Extrait choisi
● ● ● ●
À cela, il nous faut ajouter,
l’irritation manifeste du président britannique de la séance du Conseil
de sécurité devant les interventions des délégués de la Syrie [6]
et de l’Irak, irritation interprétée comme un refus de permettre le
moindre éclairage sur les lacunes de la résolution et ce qu’elle pouvait
dissimuler.
C’est pourquoi et en dépit de tout ce
qui a été dit à propos de cette résolution, nous pensons que son seul
point positif est la reconnaissance unanime, par tous les membres du
Conseil de sécurité, de la véracité des déclarations antérieures de la
Syrie quant au caractère terroriste des deux organisations précitées. Ce
qui implique que la Syrie subit une agression étrangère terroriste et
non une révolution populaire, comme certains États membres de ce même
Conseil de sécurité continuent de prétendre !
Mis à part ce constat, nous ne voyons
dans cette résolution rien qui puisse donner satisfaction ou inspirer un
sérieux espoir quant à la volonté de l’Occident de lutter contre le
terrorisme. À ce propos, nous profitons de cette occasion pour poser
quelques questions à ceux qui ont été les inspirateurs du projet de
cette résolution et qui ont poussé à son adoption, donc aux États-Unis
et à la Grande-Bretagne en particulier :
- Pourquoi Abou Bakr al-Baghdadi et ses 12 collaborateurs immédiats ne figurent-ils pas sur la liste du terrorisme international ? Pourquoi n’a-t-on pas gelé leurs avoirs ? Pourquoi n’ont-ils pas été déférés devant la Cour pénale internationale par décision du Conseil de sécurité ? Cette dernière décision aurait-elle été compromettante pour les fonctionnaires US photographiés en compagnie d’Al-Baghdadi et d’autres ?
- Qui fournit à Daech les cartes détaillées des territoires syrien et irakien ? Qui précise à Daech les points forts de la structure défensive à éviter et les points faibles à infiltrer dans ces deux pays ? Qui planifie les invasions de Daech en fonction de ces renseignements ? N’est-ce pas les forces qui possèdent des satellites braqués sur la région et les agences de renseignement internationales, notamment celles des États-Unis et de l’OTAN ?
- La Turquie, membre de l’OTAN, n’est-elle pas le seul pays à travers lequel transite le pétrole volé, en Syrie et en Irak, pour être vendu sur le marché international et notamment à l’Europe ; ce qui rapporterait à Daech trois millions de dollars par jour ? Pourquoi ne pas prendre des mesures radicales contre la Turquie pour arrêter cela ?
- La Turquie n’est-elle pas désormais le principal point de passage des terroristes de Daech vers la Syrie et l’Irak ? Pourquoi ne pas leur interdire ses ports et aéroports ? Pourquoi ne lui adresse-t-on pas un simple blâme ?
- N’est-il pas notoirement établi que le Qatar, l’Arabie saoudite et d’autres États du Golfe financent en permanence ces deux organisations terroristes qui ont justement adopté l’idéologie du wahhabisme allié aux USA ? [7].
● ● ● ●
Entrées fournies
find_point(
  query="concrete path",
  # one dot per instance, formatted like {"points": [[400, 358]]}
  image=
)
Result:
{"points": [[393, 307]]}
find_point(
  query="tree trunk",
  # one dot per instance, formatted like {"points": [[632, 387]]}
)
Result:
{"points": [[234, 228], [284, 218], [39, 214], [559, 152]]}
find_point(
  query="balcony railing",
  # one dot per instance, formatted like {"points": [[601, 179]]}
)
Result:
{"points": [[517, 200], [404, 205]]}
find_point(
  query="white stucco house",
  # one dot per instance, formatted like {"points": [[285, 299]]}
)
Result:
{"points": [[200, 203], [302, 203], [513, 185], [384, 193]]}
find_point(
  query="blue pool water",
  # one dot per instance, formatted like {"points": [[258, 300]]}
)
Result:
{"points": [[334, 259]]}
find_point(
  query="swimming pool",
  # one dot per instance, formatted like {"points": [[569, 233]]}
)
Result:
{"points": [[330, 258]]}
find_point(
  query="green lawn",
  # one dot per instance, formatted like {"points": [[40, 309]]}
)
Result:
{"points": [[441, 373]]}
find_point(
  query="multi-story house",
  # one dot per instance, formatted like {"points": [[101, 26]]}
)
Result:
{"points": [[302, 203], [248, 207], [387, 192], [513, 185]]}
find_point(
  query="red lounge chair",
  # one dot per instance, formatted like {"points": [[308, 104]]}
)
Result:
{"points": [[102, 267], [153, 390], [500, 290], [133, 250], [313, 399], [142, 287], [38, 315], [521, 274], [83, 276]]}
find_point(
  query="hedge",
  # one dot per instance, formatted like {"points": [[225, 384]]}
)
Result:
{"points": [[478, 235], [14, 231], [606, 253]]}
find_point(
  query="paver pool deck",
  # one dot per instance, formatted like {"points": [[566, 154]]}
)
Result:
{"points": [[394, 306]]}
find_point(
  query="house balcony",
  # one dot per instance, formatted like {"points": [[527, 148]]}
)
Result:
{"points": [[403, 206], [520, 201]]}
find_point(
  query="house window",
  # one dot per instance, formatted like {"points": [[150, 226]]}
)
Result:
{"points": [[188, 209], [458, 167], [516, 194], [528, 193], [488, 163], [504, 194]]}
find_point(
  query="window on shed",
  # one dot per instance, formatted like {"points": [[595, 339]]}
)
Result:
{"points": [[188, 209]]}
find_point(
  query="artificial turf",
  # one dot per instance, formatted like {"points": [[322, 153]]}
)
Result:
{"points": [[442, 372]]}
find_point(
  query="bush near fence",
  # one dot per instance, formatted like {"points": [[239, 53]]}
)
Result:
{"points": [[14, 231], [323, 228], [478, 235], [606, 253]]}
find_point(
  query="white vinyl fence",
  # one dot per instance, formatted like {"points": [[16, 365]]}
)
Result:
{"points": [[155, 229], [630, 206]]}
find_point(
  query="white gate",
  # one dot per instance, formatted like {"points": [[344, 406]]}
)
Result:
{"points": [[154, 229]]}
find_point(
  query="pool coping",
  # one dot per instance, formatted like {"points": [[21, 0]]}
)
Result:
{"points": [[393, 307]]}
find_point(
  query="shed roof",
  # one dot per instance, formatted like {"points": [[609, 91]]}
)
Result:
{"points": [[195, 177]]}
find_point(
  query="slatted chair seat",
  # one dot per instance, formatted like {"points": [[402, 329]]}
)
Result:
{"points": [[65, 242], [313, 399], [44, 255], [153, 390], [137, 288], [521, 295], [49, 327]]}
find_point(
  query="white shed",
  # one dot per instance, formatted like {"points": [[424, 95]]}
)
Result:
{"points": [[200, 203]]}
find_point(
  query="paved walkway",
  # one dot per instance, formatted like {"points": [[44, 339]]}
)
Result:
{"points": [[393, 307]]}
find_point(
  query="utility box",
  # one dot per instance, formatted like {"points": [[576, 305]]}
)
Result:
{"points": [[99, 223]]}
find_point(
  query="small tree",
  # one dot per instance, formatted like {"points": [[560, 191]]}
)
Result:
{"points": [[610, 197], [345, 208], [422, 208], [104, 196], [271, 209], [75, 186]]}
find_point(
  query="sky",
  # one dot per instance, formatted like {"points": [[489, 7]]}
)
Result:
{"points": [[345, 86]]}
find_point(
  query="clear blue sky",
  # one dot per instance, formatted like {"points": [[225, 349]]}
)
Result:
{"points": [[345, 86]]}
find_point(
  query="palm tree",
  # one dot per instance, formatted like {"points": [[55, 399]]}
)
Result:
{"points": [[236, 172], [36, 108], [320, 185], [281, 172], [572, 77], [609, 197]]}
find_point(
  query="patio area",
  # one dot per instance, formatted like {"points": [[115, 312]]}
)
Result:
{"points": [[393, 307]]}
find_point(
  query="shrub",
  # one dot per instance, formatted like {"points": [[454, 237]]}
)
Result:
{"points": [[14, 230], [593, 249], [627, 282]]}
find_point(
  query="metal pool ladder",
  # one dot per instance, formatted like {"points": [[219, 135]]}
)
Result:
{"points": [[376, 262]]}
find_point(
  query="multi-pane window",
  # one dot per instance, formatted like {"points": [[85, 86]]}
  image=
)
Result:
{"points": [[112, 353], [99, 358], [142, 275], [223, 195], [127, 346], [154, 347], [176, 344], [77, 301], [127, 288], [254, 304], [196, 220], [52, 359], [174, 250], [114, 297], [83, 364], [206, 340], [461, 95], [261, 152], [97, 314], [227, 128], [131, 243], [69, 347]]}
● ● ● ●
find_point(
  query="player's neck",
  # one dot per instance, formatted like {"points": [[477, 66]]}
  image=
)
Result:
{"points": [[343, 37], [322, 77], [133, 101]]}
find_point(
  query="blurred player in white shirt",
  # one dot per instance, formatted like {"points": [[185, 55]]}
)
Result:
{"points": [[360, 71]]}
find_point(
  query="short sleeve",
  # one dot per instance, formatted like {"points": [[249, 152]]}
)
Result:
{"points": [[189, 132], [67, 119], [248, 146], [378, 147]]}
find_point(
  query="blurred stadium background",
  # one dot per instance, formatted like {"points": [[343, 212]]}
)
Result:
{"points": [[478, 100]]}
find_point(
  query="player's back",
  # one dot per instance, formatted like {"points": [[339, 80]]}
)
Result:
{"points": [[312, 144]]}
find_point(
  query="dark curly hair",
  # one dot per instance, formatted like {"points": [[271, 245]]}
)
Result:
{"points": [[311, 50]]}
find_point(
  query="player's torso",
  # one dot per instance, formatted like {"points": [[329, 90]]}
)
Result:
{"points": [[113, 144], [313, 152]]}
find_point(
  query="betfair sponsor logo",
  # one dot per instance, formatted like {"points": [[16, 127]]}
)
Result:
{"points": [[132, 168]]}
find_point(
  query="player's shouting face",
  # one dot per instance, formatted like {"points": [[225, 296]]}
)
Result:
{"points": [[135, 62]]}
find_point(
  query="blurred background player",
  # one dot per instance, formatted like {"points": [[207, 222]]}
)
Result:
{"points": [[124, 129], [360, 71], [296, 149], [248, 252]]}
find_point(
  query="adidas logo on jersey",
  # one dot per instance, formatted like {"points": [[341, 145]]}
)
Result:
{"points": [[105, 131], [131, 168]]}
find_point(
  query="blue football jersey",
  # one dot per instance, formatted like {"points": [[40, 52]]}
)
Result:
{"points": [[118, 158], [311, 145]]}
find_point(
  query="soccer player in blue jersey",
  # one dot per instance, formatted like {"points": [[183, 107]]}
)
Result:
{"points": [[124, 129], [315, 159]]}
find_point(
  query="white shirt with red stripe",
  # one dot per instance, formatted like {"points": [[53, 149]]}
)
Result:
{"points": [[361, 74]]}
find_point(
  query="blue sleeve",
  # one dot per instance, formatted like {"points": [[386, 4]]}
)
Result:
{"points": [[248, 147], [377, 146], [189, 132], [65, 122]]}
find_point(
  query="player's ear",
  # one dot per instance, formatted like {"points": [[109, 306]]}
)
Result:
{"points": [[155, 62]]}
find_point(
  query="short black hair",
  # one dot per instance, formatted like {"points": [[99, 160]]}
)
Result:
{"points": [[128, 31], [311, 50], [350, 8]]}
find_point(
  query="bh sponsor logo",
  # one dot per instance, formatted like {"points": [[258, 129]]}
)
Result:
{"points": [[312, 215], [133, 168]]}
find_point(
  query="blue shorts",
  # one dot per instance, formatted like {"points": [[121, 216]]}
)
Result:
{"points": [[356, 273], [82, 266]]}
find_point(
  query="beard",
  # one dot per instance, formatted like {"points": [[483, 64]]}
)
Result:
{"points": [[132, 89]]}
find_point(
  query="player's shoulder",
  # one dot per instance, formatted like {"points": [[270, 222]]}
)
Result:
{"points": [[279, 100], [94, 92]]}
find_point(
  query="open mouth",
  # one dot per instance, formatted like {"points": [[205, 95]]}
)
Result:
● ● ● ●
Tâche courte 1
D'après l'extrait choisi, quel est le seul point positif de la résolution ?
Tâche courte 2
Résumez plus brièvement le paragraphe de l'extrait choisi qui commence par « Mis à part ce constat » en gardant ses faits essentiels.
Tâche courte 3
Poursuivez l'extrait choisi sur la résolution du Conseil de sécurité à partir de l'endroit où il s'arrête.

Réponse finale 1
La reconnaissance unanime, par tous les membres du Conseil de sécurité, de la véracité des déclarations antérieures de la Syrie quant au caractère terroriste des deux organisations précitées.

Réponse finale 2
Hormis ce constat, rien dans cette résolution ne satisfait ni ne donne un sérieux espoir quant à la volonté de l'Occident de lutter contre le terrorisme. Nous posons donc quelques questions à ceux qui en ont inspiré le projet et poussé l'adoption, en particulier les États-Unis et la Grande-Bretagne.

Réponse finale 3
Beaucoup de questions à poser avec à
chaque fois des réponses qui indiquent que si l’Occident en général et
l’Amérique en particulier avaient sérieusement voulu combattre le
terrorisme de Daech et de Jabhat al-Nosra, ils auraient pu tarir les
sources de leur force en quelques mois, si bien que nous n’aurions même
pas besoin d’une quelconque résolution du Conseil de sécurité de l’ONU.
Les États-Unis et leurs alliés dans l’OTAN ainsi que les états
régionaux, qui leur sont inféodés, en seraient capables à partir du
moment où ils le décideraient. Mais la décision devrait venir des USA et
elle ne viendra pas, car les États-Unis voit toujours dans le
terrorisme, et ses bandes armées, son « armée secrète » qui lui permet
d’atteindre des objectifs que son armée conventionnelle est incapable
d’atteindre !
Finalement, la résolution 2170
s’explique par le fait que l’Occident, qui porte la responsabilité
physique et morale des crimes de Daech et de Jabhat al-Nosra, a cherché à
se disculper de son propre crime en le niant, tout en créant un
précédent qui justifierait des frappes aériennes US sur le territoire
syrien sous couvert de la guerre contre Daech… et c’est contre cela que
nous devons prévenir !
Dr Amin Hoteit
18/08/2014
Le Docteur Amin Hoteit est libanais, analyste politique, expert en stratégie militaire, et Général de brigade à la retraite.
Source : Al-Thawra, al Wehda [Syrie]. Article traduit de l’arabe par Mouna Alno-Nakhal
Notes :
[1] Opération Paix en Galilée ou
Invasion du Liban de 1982 : Le 6 Juin 1982, l’armée israélienne envahit
le sud du Liban, officiellement dans le but de faire cesser les attaques
palestiniennes de l’OLP lancées depuis le Liban…
[2] L’Irak demande aux États-Unis d’intervenir contre les djihadistes
[3] Quels sont les buts de la mise en scène de l’invasion de l’Irak par l’EIIL?
[4] Obama Vows To Continue Iraq Air Strikes ‘If Necessary’
[5] La résolution N°2170 : le conseil de
sécurité adopte à l’unanimité une résolution sur l’interdiction de tout
support à “l’EIIL” et au “front Nosra”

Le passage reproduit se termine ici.